DATA EXCERPTS Block Start
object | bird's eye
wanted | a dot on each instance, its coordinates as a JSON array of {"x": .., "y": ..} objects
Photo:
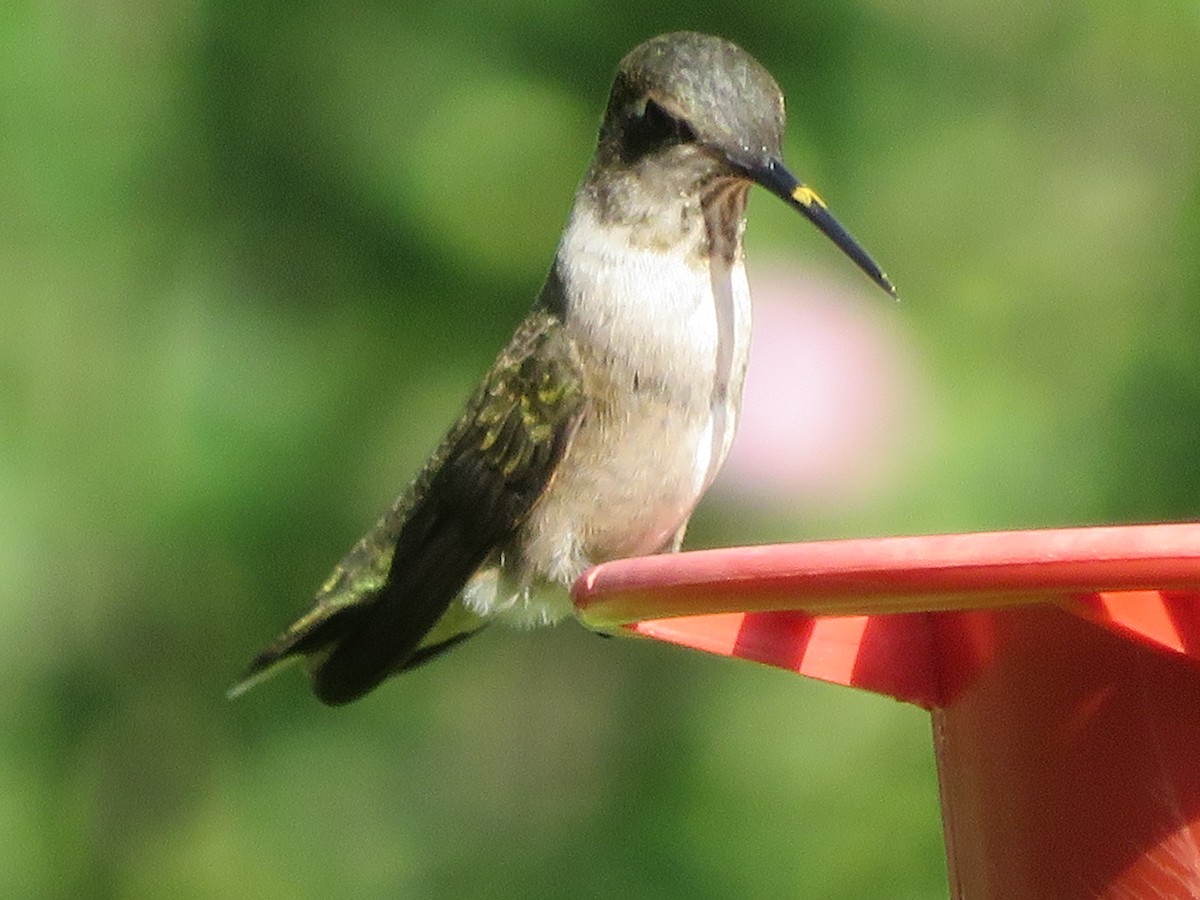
[{"x": 651, "y": 129}]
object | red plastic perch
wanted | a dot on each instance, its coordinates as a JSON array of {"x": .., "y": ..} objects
[{"x": 1060, "y": 666}]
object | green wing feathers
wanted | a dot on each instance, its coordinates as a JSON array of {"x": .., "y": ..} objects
[{"x": 370, "y": 617}]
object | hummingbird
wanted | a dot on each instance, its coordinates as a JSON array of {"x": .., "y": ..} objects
[{"x": 611, "y": 409}]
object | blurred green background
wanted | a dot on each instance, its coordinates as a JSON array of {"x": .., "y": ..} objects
[{"x": 252, "y": 257}]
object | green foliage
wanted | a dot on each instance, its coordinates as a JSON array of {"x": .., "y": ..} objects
[{"x": 255, "y": 256}]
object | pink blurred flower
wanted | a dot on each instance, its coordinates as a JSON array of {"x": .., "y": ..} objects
[{"x": 832, "y": 395}]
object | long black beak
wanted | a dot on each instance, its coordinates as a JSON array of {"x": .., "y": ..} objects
[{"x": 784, "y": 185}]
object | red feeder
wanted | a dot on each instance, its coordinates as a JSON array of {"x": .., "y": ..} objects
[{"x": 1062, "y": 670}]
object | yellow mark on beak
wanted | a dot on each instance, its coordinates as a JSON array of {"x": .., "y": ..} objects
[{"x": 807, "y": 197}]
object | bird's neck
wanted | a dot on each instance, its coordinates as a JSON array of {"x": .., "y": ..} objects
[{"x": 654, "y": 288}]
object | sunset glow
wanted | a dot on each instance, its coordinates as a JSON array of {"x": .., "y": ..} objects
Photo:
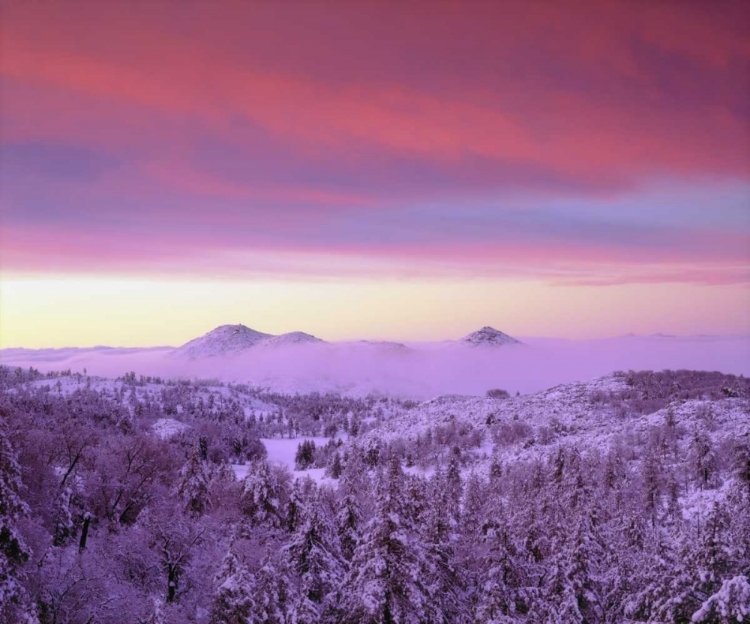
DATA EXCERPTS Block End
WORK INSTRUCTIONS: Copy the data verbatim, skipping any image it holds.

RESPONSE:
object | bird's eye
wanted | a dot on each instance, its coordinates as a JSON array of {"x": .., "y": ..} objects
Photo:
[{"x": 651, "y": 129}]
object | red plastic perch
wanted | a dot on each instance, its coordinates as a JSON array of {"x": .., "y": ..} objects
[{"x": 1060, "y": 666}]
object | green wing feathers
wanted | a dot on each instance, its coordinates as a JSON array of {"x": .., "y": ..} objects
[{"x": 370, "y": 617}]
object | hummingbird
wanted | a dot on each instance, its coordinates as a JSON array of {"x": .., "y": ..} objects
[{"x": 611, "y": 409}]
object | blurred green background
wanted | a dot on each instance, its coordinates as a JSON array of {"x": .., "y": ..} objects
[{"x": 252, "y": 257}]
object | green foliage
wanted | a dot on each instance, its coordinates as a JSON array of {"x": .., "y": ..} objects
[{"x": 255, "y": 256}]
object | pink blurred flower
wanted | a dot on each instance, its coordinates as a JSON array of {"x": .., "y": ..} objects
[{"x": 832, "y": 395}]
object | long black beak
wanted | a dot on each instance, its coordinates as a JSON array of {"x": .., "y": ..} objects
[{"x": 784, "y": 185}]
object | red feeder
wanted | a dot on each instance, its coordinates as a JSON array of {"x": .., "y": ..} objects
[{"x": 1062, "y": 670}]
object | yellow mark on beak
wanted | a dot on each instance, its coordinates as a JSON array of {"x": .., "y": ..} objects
[{"x": 807, "y": 197}]
object | bird's neck
wanted | a dot on each instance, its coordinates as a JSON array of {"x": .., "y": ..} objects
[{"x": 654, "y": 288}]
object | sunset glow
wanted | a dot on each instance, its coordinates as a JSON array of {"x": .., "y": ..} objects
Photo:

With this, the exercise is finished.